• Required work: List each line of the data below that contains the string "input".

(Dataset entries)

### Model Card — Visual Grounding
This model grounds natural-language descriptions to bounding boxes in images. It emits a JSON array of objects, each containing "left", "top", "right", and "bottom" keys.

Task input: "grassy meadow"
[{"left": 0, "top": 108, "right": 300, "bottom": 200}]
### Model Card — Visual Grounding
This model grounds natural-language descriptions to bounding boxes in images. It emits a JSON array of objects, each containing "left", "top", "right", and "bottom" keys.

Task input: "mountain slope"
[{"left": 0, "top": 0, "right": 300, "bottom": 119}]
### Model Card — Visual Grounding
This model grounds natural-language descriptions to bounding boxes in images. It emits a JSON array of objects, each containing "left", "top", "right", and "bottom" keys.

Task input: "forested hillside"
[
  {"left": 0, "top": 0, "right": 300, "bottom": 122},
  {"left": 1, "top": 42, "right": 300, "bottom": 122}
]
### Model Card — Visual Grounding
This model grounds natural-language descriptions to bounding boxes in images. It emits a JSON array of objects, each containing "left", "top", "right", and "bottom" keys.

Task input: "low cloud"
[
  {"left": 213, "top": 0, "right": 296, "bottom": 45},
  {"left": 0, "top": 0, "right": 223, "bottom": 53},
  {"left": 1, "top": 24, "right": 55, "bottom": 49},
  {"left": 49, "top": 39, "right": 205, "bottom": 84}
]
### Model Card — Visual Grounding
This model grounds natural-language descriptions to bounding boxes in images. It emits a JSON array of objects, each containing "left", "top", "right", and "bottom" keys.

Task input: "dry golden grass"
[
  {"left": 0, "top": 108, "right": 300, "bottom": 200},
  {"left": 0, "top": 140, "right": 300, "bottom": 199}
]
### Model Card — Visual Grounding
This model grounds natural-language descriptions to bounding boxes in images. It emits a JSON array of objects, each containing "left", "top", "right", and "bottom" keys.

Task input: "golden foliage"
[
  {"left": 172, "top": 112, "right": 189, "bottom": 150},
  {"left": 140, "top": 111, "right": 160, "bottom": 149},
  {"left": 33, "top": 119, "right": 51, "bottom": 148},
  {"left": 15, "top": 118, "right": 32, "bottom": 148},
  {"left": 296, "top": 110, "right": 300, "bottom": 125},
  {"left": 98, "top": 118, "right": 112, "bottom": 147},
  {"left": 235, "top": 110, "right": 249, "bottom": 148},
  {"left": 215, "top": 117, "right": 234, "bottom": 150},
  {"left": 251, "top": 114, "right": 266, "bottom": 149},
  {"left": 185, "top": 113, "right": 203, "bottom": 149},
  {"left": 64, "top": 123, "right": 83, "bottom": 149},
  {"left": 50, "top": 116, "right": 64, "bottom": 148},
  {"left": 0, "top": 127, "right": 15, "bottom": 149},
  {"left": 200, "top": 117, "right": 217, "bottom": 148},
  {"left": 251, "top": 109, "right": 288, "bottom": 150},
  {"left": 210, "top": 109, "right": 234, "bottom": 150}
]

• Written answer:
Task input: "grassy meadow"
Task input: "mountain slope"
Task input: "forested hillside"
Task input: "low cloud"
Task input: "dry golden grass"
Task input: "golden foliage"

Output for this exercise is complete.